Description of the task
Carry on the text about choosing run settings for genetic programming, starting right after its final sentence.

I did a little GP (note:very little) work in college and have been playing around with it recently. My question is in regards to the intial run settings (population size, number of generations, min/max depth of trees, min/max depth of initial trees, percentages to use for different reproduction operations, etc.). What is the normal practice for setting these parameters? What papers/sites do people use as a good guide?
You'll find that this depends very much on your problem domain - in particular the nature of the fitness function, your implementation DSL etc.
Some personal experience:
Large population sizes seem to work
better when you have a noisy fitness
function, I think this is because the growth
of sub-groups in the population over successive generations acts
to give more sampling of
the fitness function. I typically use
100 for less noisy/deterministic functions, 1000+
for noisy.
For number of generations it is best to measure improvements in the
fitness function and stop when it
meets your target criteria. I normally run a few hundred generations and see what kind of answers are coming out, if it is showing no improvement then you probably have an issue elsewhere.

Records shown
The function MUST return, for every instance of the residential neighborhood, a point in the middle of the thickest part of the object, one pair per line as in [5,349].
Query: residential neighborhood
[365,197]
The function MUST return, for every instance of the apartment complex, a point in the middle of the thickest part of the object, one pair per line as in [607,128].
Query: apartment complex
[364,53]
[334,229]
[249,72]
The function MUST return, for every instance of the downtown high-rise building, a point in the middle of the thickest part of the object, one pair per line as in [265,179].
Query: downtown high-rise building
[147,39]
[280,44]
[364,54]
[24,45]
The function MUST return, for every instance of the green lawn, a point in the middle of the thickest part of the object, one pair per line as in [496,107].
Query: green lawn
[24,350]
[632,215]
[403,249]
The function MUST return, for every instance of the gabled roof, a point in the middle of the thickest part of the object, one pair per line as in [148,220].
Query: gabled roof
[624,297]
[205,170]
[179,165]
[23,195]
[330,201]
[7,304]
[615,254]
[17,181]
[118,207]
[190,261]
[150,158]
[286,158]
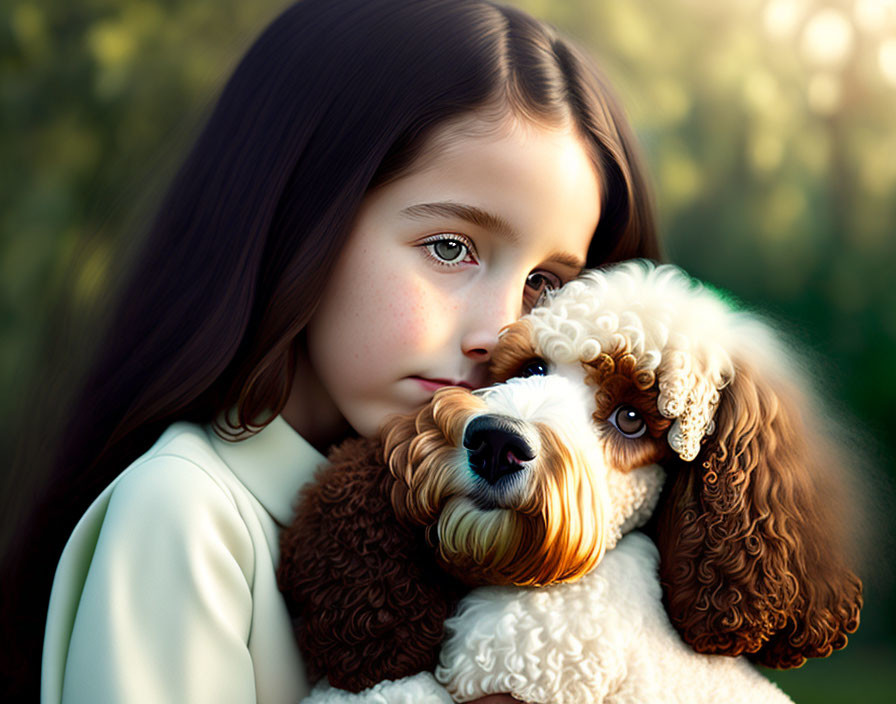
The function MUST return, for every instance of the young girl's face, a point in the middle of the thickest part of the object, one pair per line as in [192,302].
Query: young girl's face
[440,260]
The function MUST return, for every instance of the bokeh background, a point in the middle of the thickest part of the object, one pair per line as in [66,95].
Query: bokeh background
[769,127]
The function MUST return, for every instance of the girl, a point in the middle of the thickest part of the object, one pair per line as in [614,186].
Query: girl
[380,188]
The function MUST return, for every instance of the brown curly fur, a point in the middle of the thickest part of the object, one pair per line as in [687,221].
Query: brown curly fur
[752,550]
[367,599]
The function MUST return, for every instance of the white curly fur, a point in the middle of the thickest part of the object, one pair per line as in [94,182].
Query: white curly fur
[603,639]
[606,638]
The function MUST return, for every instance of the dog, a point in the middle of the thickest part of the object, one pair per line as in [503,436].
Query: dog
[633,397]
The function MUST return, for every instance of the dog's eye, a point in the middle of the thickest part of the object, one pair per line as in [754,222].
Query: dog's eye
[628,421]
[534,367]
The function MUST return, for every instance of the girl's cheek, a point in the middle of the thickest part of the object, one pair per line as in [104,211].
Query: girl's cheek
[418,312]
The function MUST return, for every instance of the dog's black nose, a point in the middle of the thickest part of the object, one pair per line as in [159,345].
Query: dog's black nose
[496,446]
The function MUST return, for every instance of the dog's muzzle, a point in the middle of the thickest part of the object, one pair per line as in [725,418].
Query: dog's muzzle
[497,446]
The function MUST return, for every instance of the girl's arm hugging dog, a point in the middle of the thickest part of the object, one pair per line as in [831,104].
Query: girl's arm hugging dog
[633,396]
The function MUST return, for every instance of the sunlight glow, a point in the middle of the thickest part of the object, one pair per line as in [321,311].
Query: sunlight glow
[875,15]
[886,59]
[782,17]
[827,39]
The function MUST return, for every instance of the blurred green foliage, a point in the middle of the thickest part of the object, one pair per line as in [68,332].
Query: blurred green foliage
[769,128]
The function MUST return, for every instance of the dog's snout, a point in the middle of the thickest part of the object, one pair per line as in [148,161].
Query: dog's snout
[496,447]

--

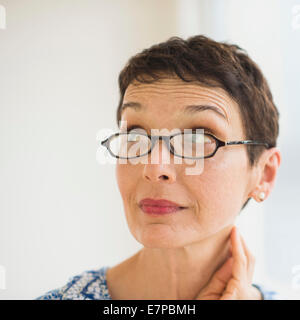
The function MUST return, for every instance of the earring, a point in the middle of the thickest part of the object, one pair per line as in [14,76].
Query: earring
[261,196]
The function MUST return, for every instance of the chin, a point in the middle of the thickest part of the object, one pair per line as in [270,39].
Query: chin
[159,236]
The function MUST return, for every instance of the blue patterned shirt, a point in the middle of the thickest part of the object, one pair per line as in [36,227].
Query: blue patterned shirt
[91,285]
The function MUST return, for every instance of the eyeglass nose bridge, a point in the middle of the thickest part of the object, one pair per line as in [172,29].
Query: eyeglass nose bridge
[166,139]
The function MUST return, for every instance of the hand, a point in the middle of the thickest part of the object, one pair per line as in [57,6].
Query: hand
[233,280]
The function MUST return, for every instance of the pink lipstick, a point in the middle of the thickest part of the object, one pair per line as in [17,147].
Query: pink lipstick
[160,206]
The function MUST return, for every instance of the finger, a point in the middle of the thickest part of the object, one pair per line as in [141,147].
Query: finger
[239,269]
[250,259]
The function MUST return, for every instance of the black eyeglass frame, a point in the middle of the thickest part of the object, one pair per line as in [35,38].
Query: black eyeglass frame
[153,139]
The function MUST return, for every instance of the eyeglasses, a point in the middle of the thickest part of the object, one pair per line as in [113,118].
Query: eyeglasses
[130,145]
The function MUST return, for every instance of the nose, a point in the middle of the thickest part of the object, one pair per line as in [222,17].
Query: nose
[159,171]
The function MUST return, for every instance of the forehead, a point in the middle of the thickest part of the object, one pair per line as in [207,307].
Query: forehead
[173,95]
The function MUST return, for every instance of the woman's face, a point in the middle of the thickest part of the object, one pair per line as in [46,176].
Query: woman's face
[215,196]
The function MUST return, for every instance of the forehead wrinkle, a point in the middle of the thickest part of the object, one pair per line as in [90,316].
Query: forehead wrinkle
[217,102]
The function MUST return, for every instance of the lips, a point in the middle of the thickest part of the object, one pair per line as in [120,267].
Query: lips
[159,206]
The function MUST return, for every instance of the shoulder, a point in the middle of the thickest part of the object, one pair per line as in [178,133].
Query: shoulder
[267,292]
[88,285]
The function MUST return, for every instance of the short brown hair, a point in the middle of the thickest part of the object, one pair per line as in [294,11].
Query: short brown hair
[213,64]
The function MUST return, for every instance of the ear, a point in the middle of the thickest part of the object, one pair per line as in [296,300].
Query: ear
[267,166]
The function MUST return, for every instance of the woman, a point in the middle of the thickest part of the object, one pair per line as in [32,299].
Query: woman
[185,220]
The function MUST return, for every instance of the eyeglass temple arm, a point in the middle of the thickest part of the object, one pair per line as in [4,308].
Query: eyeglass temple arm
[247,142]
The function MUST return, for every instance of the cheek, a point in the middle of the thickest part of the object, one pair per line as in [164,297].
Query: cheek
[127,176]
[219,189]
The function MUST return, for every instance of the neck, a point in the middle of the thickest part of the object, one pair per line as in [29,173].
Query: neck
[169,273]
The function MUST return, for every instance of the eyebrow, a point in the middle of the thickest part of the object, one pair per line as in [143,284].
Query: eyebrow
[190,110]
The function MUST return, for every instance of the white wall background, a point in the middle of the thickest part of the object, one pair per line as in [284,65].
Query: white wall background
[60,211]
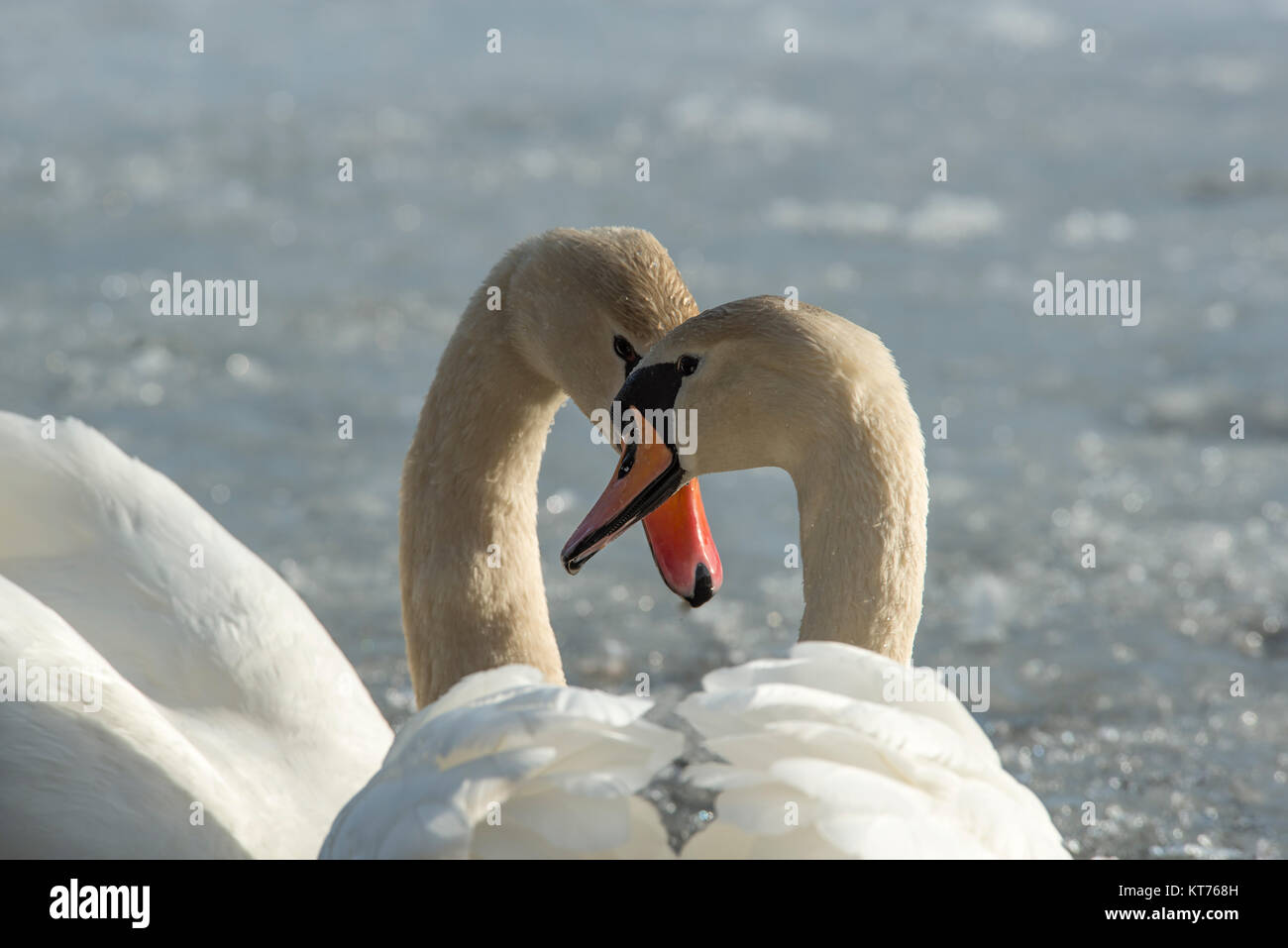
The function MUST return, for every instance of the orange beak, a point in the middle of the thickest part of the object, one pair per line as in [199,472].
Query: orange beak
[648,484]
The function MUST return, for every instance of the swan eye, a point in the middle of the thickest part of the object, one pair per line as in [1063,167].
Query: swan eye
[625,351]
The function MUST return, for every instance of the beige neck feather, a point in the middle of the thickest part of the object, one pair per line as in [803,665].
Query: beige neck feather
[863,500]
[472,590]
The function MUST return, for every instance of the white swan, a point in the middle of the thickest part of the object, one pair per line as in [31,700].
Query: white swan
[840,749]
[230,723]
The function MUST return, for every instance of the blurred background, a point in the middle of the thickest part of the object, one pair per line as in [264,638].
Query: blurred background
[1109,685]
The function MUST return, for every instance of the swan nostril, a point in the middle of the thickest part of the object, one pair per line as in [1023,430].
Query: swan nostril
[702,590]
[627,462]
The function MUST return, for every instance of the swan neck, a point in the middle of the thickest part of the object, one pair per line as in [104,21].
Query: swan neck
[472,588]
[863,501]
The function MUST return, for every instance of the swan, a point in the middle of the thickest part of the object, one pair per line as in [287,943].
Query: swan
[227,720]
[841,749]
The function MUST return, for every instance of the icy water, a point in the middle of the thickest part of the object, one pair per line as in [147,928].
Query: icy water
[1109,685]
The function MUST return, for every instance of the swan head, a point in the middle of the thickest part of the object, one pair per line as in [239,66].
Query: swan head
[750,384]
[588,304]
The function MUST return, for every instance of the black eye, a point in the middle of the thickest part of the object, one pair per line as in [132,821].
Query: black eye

Reply to the exercise
Tree depth requirements are really dependent on your DSL. I sometimes try to do an
implementation without explicit
limits but penalise or eliminate
programs that run too long (which is probably
what you really care about....). I've also found total node counts of ~1000 to be quite useful hard limits.
Percentages for different mutation / recombination operators don't seem
to matter all that much. As long as
you have a comprehensive set of mutations, any reasonably balanced
distribution will usually work. I think the reason for this is that you are basically doing a search for favourable improvements so the main objective is just to make sure the trial improvements are reasonably well distributed across all the possibilities.
Why don't you try using a genetic algorithm to optimise these parameters for you? :)
Any problem in computer science can be
solved with another layer of
indirection (except for too many
layers of indirection.)
-David J. Wheeler
When I started looking into Genetic Algorithms I had the same question.
I wanted to collect data variating parameters on a very simple problem and link given operators and parameters values (such as mutation rates, etc) to given results in function of population size etc.
Once I started getting into GA a bit more I then realized that given the enormous number of variables this is a huge task, and generalization is extremely difficult.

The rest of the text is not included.